Reproduce the listing below verbatim, but leave out the pictures.

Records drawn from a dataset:
start
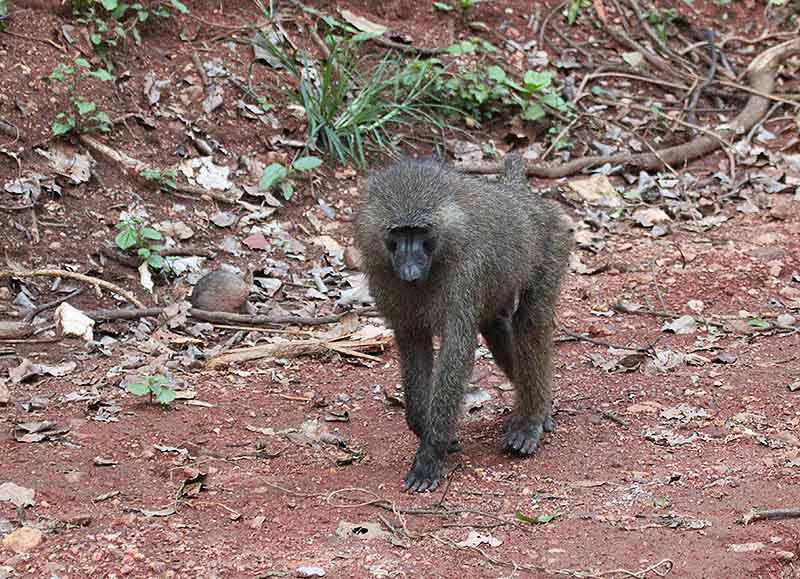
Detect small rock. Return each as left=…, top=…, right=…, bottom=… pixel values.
left=0, top=380, right=11, bottom=406
left=250, top=515, right=267, bottom=529
left=0, top=320, right=33, bottom=340
left=189, top=269, right=250, bottom=313
left=3, top=527, right=43, bottom=553
left=728, top=543, right=764, bottom=553
left=295, top=565, right=325, bottom=577
left=769, top=198, right=793, bottom=221
left=53, top=303, right=94, bottom=342
left=344, top=245, right=361, bottom=269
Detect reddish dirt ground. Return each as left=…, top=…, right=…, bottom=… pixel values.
left=0, top=0, right=800, bottom=579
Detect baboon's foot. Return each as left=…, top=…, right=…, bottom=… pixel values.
left=405, top=442, right=447, bottom=493
left=503, top=416, right=555, bottom=455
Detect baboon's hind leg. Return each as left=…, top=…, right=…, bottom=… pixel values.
left=504, top=290, right=555, bottom=454
left=480, top=301, right=514, bottom=381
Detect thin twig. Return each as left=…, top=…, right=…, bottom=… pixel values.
left=22, top=287, right=83, bottom=322
left=686, top=28, right=719, bottom=124
left=0, top=269, right=144, bottom=308
left=738, top=507, right=800, bottom=525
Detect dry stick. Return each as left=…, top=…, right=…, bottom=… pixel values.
left=99, top=245, right=214, bottom=269
left=686, top=28, right=719, bottom=124
left=22, top=287, right=83, bottom=323
left=606, top=26, right=686, bottom=78
left=460, top=38, right=800, bottom=179
left=79, top=134, right=242, bottom=204
left=719, top=28, right=800, bottom=50
left=206, top=338, right=390, bottom=368
left=0, top=269, right=144, bottom=308
left=739, top=507, right=800, bottom=525
left=628, top=0, right=694, bottom=70
left=84, top=308, right=374, bottom=326
left=536, top=0, right=568, bottom=50
left=0, top=30, right=68, bottom=54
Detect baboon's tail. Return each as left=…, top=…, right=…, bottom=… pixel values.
left=503, top=153, right=527, bottom=183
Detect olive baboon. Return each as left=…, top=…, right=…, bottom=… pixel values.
left=356, top=155, right=572, bottom=491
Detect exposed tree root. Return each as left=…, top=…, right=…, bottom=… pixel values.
left=0, top=269, right=144, bottom=308
left=459, top=38, right=800, bottom=179
left=83, top=304, right=373, bottom=326
left=739, top=507, right=800, bottom=525
left=79, top=135, right=241, bottom=204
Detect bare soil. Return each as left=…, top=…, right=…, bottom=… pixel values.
left=0, top=0, right=800, bottom=579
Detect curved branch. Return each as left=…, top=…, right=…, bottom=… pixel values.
left=459, top=38, right=800, bottom=179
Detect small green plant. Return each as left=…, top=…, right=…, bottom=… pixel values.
left=71, top=0, right=189, bottom=55
left=566, top=0, right=592, bottom=26
left=126, top=374, right=175, bottom=406
left=433, top=0, right=482, bottom=16
left=114, top=217, right=164, bottom=269
left=139, top=168, right=178, bottom=189
left=254, top=6, right=452, bottom=166
left=647, top=8, right=678, bottom=42
left=258, top=156, right=322, bottom=201
left=45, top=58, right=114, bottom=137
left=0, top=0, right=8, bottom=30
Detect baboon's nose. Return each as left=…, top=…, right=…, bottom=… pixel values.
left=400, top=264, right=422, bottom=283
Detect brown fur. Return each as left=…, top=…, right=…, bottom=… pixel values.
left=356, top=155, right=572, bottom=490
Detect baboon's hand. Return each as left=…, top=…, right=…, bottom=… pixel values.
left=503, top=416, right=555, bottom=454
left=405, top=451, right=444, bottom=493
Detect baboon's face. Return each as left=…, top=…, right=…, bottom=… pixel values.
left=386, top=227, right=436, bottom=285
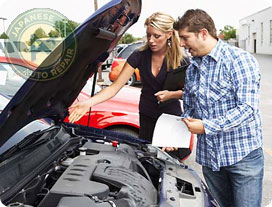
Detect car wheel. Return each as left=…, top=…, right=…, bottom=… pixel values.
left=127, top=74, right=136, bottom=86
left=109, top=126, right=139, bottom=137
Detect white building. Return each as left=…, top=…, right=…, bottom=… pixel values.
left=239, top=7, right=272, bottom=55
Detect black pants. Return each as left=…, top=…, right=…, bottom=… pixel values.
left=139, top=114, right=191, bottom=160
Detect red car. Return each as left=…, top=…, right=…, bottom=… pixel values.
left=65, top=82, right=141, bottom=136
left=0, top=57, right=140, bottom=136
left=0, top=57, right=193, bottom=159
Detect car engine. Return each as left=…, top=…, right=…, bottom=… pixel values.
left=0, top=123, right=216, bottom=207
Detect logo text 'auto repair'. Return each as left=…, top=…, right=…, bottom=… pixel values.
left=5, top=8, right=77, bottom=81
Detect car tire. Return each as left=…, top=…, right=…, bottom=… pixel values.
left=127, top=74, right=136, bottom=86
left=109, top=126, right=139, bottom=137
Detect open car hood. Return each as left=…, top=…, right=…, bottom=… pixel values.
left=0, top=0, right=141, bottom=147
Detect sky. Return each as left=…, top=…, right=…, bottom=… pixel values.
left=0, top=0, right=272, bottom=37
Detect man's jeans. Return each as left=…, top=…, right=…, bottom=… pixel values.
left=202, top=148, right=264, bottom=207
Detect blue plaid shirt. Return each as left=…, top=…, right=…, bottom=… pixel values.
left=183, top=40, right=263, bottom=171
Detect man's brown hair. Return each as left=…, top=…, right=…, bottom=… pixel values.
left=174, top=9, right=218, bottom=39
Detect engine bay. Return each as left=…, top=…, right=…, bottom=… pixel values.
end
• _Written answer_
Detect small rock. Return each as left=…, top=…, right=…, bottom=… pixel values.
left=0, top=380, right=11, bottom=406
left=250, top=515, right=267, bottom=529
left=0, top=320, right=33, bottom=340
left=189, top=269, right=250, bottom=313
left=3, top=527, right=43, bottom=553
left=728, top=543, right=764, bottom=553
left=295, top=565, right=325, bottom=577
left=769, top=198, right=793, bottom=221
left=53, top=303, right=94, bottom=342
left=344, top=245, right=361, bottom=269
Detect reddish dirt ground. Return each as left=…, top=…, right=…, bottom=… pixel values.
left=0, top=0, right=800, bottom=579
Detect baboon's foot. Return each as left=…, top=…, right=…, bottom=… pixel values.
left=405, top=442, right=447, bottom=493
left=503, top=416, right=555, bottom=455
Detect baboon's hind leg. Return each as left=…, top=…, right=…, bottom=… pixel values.
left=504, top=290, right=555, bottom=454
left=480, top=301, right=514, bottom=381
Detect thin twig. Return each as left=…, top=…, right=…, bottom=… pixel values.
left=22, top=287, right=83, bottom=322
left=686, top=28, right=719, bottom=124
left=0, top=269, right=144, bottom=308
left=738, top=507, right=800, bottom=525
Detect dry stick. Return each as left=…, top=…, right=…, bottom=… pixel values.
left=99, top=245, right=214, bottom=269
left=686, top=28, right=719, bottom=124
left=22, top=287, right=83, bottom=323
left=606, top=26, right=686, bottom=78
left=460, top=38, right=800, bottom=179
left=79, top=134, right=242, bottom=204
left=719, top=28, right=800, bottom=50
left=206, top=338, right=390, bottom=368
left=0, top=269, right=144, bottom=308
left=739, top=507, right=800, bottom=525
left=628, top=0, right=694, bottom=70
left=84, top=308, right=374, bottom=326
left=536, top=0, right=568, bottom=50
left=0, top=30, right=68, bottom=54
Detect baboon's tail. Return each as left=…, top=…, right=…, bottom=… pixel values.
left=503, top=153, right=527, bottom=183
Detect olive baboon. Return each as left=…, top=…, right=…, bottom=… pixel values.
left=356, top=155, right=572, bottom=491
Detect exposed tree root. Return each as left=…, top=…, right=…, bottom=… pixel values.
left=0, top=269, right=144, bottom=308
left=459, top=38, right=800, bottom=179
left=83, top=304, right=373, bottom=326
left=739, top=507, right=800, bottom=525
left=79, top=135, right=241, bottom=204
Detect bare soil. Return each as left=…, top=…, right=…, bottom=… pixel values.
left=0, top=0, right=800, bottom=579
Detect curved branch. Return each as left=…, top=…, right=…, bottom=… pixel values.
left=459, top=38, right=800, bottom=179
Detect small green plant. Return each as left=…, top=…, right=…, bottom=… pixel values.
left=71, top=0, right=189, bottom=55
left=566, top=0, right=592, bottom=26
left=126, top=374, right=175, bottom=406
left=433, top=0, right=482, bottom=16
left=114, top=217, right=164, bottom=269
left=139, top=168, right=178, bottom=189
left=254, top=6, right=452, bottom=166
left=647, top=8, right=678, bottom=42
left=258, top=156, right=322, bottom=201
left=45, top=58, right=114, bottom=137
left=0, top=0, right=8, bottom=30
Detect baboon's nose. Return each as left=…, top=…, right=…, bottom=… pixel values.
left=400, top=264, right=422, bottom=283
Detect brown fur. Return each as left=…, top=…, right=…, bottom=… pixel values.
left=356, top=155, right=572, bottom=490
Detect baboon's hand. Return each as left=…, top=…, right=…, bottom=… pixel values.
left=503, top=416, right=555, bottom=454
left=405, top=451, right=444, bottom=493
Detect baboon's face. Return each as left=…, top=…, right=…, bottom=… pixel values.
left=386, top=227, right=436, bottom=285
Detect car wheel. Return each as left=…, top=…, right=…, bottom=… pixel values.
left=127, top=74, right=136, bottom=86
left=109, top=126, right=139, bottom=137
Detect white building. Return each as left=…, top=…, right=…, bottom=… pixel values.
left=239, top=7, right=272, bottom=55
Detect black pants. Return each as left=…, top=…, right=…, bottom=… pixel values.
left=139, top=114, right=191, bottom=160
Detect red car. Return each as left=…, top=…, right=…, bottom=… pixel values.
left=65, top=82, right=141, bottom=136
left=0, top=57, right=140, bottom=136
left=0, top=57, right=193, bottom=159
Detect car engine. Return each as left=…, top=…, right=…, bottom=… pixel values.
left=0, top=123, right=216, bottom=207
Detect logo text 'auto repair'. Return each as left=…, top=…, right=…, bottom=… pixel values.
left=5, top=8, right=77, bottom=81
Detect car tire. Return each as left=…, top=…, right=…, bottom=… pixel values.
left=127, top=74, right=136, bottom=86
left=109, top=126, right=139, bottom=137
Detect open car hood. Return each as left=…, top=…, right=…, bottom=… pixel values.
left=0, top=0, right=141, bottom=147
Detect sky. Return each as left=…, top=…, right=…, bottom=… pixel values.
left=0, top=0, right=272, bottom=37
Detect man's jeans. Return each as left=…, top=…, right=…, bottom=… pixel values.
left=202, top=148, right=264, bottom=207
Detect blue plaid shirt. Return each as left=…, top=…, right=…, bottom=… pixel values.
left=183, top=40, right=263, bottom=171
Detect man's brown hair. Return each as left=…, top=…, right=…, bottom=… pixel values.
left=174, top=9, right=218, bottom=39
Detect engine bay. Return each as left=…, top=…, right=…, bottom=… pixel values.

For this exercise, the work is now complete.